▶ Source document

# # #

I looked up and saw a plane whizzing across the sky and then the bombs started crashing down in one gigantic row. I went on pulling the curtains but a piece of shrapnel came through and went between myself and my arm and lodged itself between the gramophone and a magazine that was on top. Another piece went across my head and a small piece cut my daughter's forehead. My small son just turned round and said: ‘Naughty man made a mess.’ But my daughter who was older was obviously distressed. I thought I had better get her a drink and the little girl’s throat seemed to close up completely. I suppose it was shock.

In the process of drawing the curtains with the piece that whizzed over my head, I hadn't taken very much notice but I kept smelling burning. I thought something must be on fire and that worried me more than anything else. So I rushed round the house looking for burning but I couldn't find anything. As was natural in the circumstances, I put my hand to my head and found my hair had come away. I had been shaved across the front of my head and then had a fringe for a few months.

The captain of the Canadians came round and said: ‘Are you all right?’ I said: ‘Yes but there's a bit of a mess.’ So he said well come here. I climbed over the doors which had been broken down and the Sainsbury's boy and the postman were lying on the ground. He whispered to me: ‘I'm afraid they're dead.’

The fact that the boy, whom I had got to know quite well, had died worried me. I thought it was so dreadful that a young boy of, I suppose, about 16 had been killed. He had been so keen to go into the army. I had said to him once, you are too young. He had said: ‘Yes, I'm afraid it will all be over before I'm old enough to join in.’ I didn't know his name. [see above, John Simms, age 14]

We all assembled again and put our heads together. I decided I had better phone my husband and let him know what had happened and he decided to come home. We packed up our things as a lady in Ashtead had said she would take us in for the time being. The army lorry turned them all over and I stopped behind to write down the name and address for anybody that wanted to know where we had gone. I rushed out, only to find that the lorry had gone without me.

I was at a little bit of a loss but I just thought I am sure I can find them. I went down on to the road but the siren went again and I took shelter. An elderly man came in while I was there, the owner of that house, and said he had spent the morning in the ditch as he thought that was the best place to stay. He looked as though he had been in the ditch.

I got a bus to Ashtead and the famous Leg of Mutton pub but they were so full of people they couldn't take me in. So I went down Woodfield Lane and that name struck a chord. I thought this is where they are. The siren went again so I went into a lady's house, told her we had been bombed out and asked if I could stay there. She said yes and we chatted on the stairs.

# # #

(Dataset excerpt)
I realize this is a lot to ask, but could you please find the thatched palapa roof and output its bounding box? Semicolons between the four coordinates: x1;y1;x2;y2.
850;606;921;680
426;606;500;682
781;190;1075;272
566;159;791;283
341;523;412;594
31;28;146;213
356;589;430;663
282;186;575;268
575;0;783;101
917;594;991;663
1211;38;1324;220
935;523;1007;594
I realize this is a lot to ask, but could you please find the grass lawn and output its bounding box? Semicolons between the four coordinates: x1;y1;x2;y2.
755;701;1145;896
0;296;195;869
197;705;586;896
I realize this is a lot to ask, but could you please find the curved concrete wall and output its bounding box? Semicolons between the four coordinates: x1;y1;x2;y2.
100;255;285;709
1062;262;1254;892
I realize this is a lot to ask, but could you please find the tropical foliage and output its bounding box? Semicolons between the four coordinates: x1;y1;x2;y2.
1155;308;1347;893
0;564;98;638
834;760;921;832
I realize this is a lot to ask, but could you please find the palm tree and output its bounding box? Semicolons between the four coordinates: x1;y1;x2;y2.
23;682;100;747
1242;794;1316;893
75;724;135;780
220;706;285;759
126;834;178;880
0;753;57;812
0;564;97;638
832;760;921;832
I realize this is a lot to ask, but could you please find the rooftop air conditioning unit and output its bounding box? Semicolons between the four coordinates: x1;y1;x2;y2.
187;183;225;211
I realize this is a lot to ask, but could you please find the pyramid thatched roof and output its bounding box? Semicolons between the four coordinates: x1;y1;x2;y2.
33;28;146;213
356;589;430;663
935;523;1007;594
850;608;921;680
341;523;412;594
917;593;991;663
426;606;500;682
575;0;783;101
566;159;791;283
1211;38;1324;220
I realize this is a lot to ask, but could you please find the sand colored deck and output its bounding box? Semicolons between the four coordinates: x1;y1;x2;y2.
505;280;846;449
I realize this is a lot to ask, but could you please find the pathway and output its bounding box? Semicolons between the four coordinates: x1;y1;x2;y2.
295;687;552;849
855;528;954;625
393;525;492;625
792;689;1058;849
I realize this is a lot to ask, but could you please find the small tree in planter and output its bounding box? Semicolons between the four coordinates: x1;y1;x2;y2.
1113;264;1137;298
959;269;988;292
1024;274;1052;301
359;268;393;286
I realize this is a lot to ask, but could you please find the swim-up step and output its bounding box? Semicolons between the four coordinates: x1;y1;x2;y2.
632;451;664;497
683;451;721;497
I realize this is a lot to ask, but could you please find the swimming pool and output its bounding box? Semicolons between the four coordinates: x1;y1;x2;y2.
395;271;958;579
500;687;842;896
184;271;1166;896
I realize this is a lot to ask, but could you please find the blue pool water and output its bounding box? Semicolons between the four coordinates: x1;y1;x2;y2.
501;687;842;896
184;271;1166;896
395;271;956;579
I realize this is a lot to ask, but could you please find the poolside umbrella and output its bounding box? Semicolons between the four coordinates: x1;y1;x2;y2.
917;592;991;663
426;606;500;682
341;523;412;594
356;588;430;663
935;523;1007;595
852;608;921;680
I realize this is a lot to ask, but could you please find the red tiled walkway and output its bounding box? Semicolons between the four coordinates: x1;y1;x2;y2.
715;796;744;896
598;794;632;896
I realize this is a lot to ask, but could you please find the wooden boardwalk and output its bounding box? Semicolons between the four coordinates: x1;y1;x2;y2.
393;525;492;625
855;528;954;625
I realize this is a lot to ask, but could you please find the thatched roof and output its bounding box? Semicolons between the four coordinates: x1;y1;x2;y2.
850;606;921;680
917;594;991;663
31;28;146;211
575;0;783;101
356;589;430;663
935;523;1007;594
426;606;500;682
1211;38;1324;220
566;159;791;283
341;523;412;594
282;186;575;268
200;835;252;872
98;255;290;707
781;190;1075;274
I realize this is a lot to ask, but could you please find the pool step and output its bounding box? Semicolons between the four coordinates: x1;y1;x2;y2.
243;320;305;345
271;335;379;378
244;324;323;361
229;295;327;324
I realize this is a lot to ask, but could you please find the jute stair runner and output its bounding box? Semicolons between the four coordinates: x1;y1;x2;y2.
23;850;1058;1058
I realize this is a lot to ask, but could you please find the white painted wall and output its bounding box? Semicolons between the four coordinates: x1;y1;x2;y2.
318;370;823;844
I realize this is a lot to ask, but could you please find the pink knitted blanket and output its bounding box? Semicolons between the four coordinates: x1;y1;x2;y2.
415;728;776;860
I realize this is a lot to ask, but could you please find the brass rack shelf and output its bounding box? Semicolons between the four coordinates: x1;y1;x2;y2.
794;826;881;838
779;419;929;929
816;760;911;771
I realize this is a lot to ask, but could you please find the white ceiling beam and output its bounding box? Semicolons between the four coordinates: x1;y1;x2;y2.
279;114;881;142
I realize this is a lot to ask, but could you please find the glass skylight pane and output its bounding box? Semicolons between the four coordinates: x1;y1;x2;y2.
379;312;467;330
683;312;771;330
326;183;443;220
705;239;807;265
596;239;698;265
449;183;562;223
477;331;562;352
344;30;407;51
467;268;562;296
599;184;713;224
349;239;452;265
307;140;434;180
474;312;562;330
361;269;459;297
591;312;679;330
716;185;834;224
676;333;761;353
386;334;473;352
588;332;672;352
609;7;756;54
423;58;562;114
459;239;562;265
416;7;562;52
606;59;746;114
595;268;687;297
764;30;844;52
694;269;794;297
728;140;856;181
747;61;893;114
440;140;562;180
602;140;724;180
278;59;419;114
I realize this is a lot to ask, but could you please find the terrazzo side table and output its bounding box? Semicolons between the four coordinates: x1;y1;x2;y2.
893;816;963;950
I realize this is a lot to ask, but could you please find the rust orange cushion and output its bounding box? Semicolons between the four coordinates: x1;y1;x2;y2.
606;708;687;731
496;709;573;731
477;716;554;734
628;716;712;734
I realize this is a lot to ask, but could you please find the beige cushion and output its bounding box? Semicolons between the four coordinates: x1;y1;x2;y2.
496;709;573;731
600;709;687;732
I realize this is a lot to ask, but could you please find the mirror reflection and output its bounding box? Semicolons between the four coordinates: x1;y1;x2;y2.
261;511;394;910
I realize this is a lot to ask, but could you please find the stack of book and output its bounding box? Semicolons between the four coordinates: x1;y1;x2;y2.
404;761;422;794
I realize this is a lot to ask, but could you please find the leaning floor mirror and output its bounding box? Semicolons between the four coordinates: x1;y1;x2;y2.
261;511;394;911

# # #

▶ Complete the following
**A)** In the bombing memoir, shorten the paragraph beginning "The captain of the Canadians came round" into a bulleted list that keeps its main facts.
**B)** In the bombing memoir, what did the narrator's small son say after the bombs fell?
**C)** Extend the bombing memoir past its final sentence about chatting with the lady on the stairs.
You won't need the records to answer anything here.

▶ Answers to each task
**A)**
- The captain of the Canadians came round and asked if the narrator was all right.
- The narrator said yes but that there was a bit of a mess, and he called the narrator over.
- The narrator climbed over the broken-down doors.
- The Sainsbury's boy and the postman were lying on the ground.
- The captain whispered that he was afraid they were dead.

**B)** ‘Naughty man made a mess.’

**C)**
I came out, walked down the road and met three girls. I said: ‘Have you seen an army lorry delivering children plus contents?’ and they said: ‘Yes, they are at our house.’ It was the most extraordinary thing that I should happen to hit on that one person.

My friend came round and said: ‘The soldiers are in a terrible way. Have you got a bottle of brandy?’ I said yes and gave them a bottle, thinking that I might get it back. Of course I didn't, not a drop. Unfortunately one of the soldiers although he wasn't touched in any way, died of shock three weeks later."

Her husband, Mr Maurice Browning said they had subsequently discovered that a whole cache of 72 bombs had been dropped. He explained:

"We think they were attacked by one of our Hurricanes or Spitfires and that they unloaded their whole load in one spot. It stretched from here to the Warren estate at Ashtead, effectively a straight line. We had five or six bombs within about 50 yards of this house.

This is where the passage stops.